INPUT:
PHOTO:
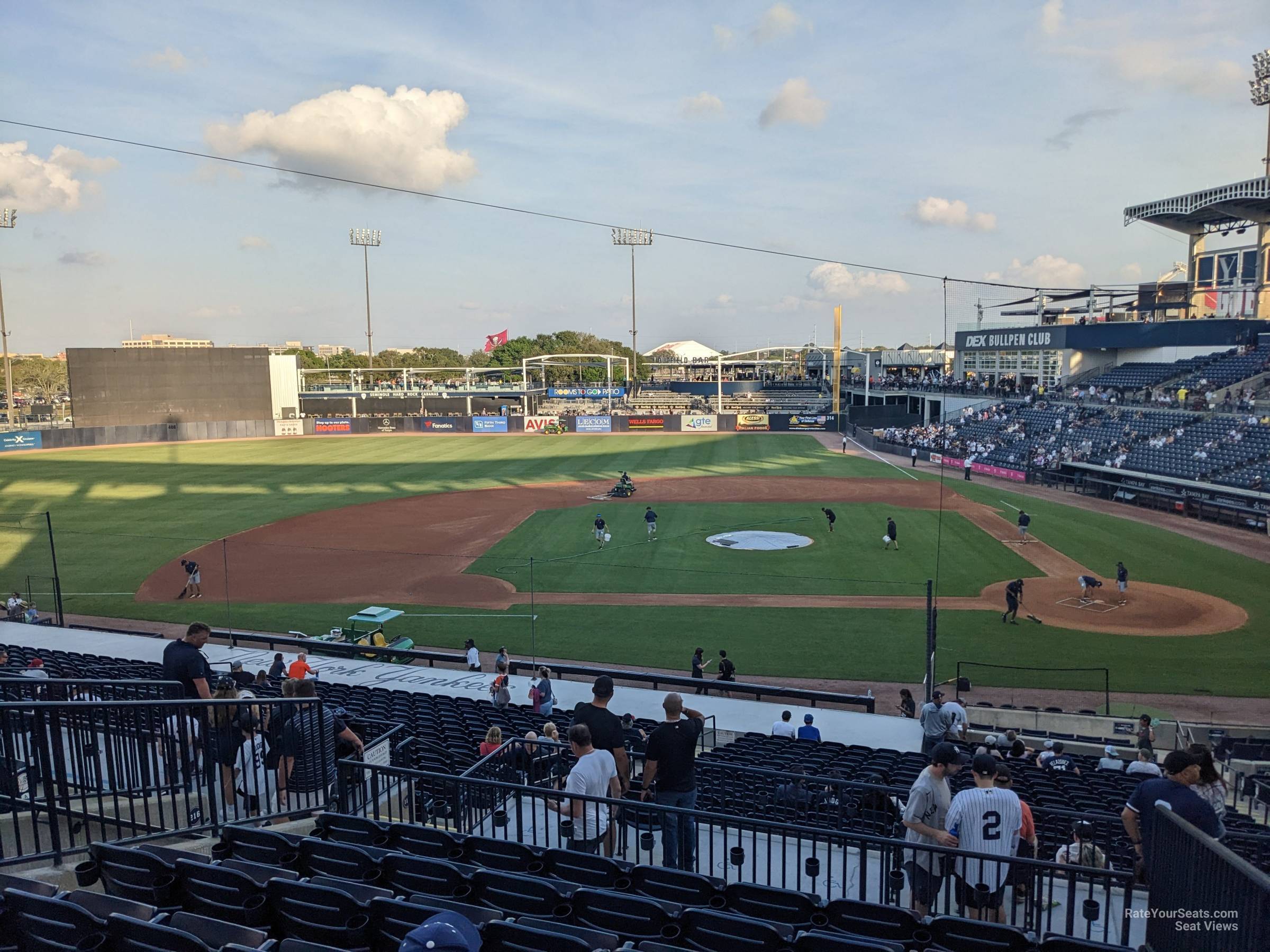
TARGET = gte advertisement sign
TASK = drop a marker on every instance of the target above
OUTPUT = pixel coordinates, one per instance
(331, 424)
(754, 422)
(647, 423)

==

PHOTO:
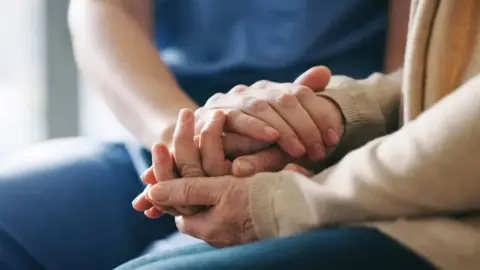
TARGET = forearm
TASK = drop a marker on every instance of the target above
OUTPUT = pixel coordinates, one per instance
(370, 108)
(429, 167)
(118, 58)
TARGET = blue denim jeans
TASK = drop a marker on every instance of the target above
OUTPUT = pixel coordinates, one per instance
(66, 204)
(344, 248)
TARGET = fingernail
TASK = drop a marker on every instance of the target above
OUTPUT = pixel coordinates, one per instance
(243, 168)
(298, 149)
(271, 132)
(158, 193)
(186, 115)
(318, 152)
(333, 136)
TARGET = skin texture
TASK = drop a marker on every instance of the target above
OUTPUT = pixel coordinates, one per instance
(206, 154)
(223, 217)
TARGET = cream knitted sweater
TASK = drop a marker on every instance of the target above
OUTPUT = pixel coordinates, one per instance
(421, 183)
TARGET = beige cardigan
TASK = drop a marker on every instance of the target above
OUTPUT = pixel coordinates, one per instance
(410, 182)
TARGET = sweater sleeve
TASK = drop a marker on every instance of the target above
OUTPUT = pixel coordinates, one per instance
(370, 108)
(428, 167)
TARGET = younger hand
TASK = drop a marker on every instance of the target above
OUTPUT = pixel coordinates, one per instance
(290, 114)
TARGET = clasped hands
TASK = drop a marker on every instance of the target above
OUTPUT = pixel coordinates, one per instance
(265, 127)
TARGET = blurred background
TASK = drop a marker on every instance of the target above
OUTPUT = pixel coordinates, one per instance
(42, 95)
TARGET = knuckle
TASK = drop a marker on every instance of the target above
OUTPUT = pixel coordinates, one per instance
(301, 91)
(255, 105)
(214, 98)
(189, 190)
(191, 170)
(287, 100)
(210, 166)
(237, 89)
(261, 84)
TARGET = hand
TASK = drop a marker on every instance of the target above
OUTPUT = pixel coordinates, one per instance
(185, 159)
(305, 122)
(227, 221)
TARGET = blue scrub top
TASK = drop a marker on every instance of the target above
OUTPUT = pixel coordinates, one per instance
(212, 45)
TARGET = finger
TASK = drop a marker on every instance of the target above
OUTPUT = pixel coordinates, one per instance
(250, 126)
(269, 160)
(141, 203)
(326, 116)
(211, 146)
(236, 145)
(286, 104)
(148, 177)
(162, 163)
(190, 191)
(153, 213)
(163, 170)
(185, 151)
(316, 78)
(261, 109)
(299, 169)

INSTRUCTION:
Locate each line in the material above that contains the string "blue" and reproduce those lines in full.

EXERCISE SOLUTION:
TARGET = blue denim jeans
TARGET = blue scrub top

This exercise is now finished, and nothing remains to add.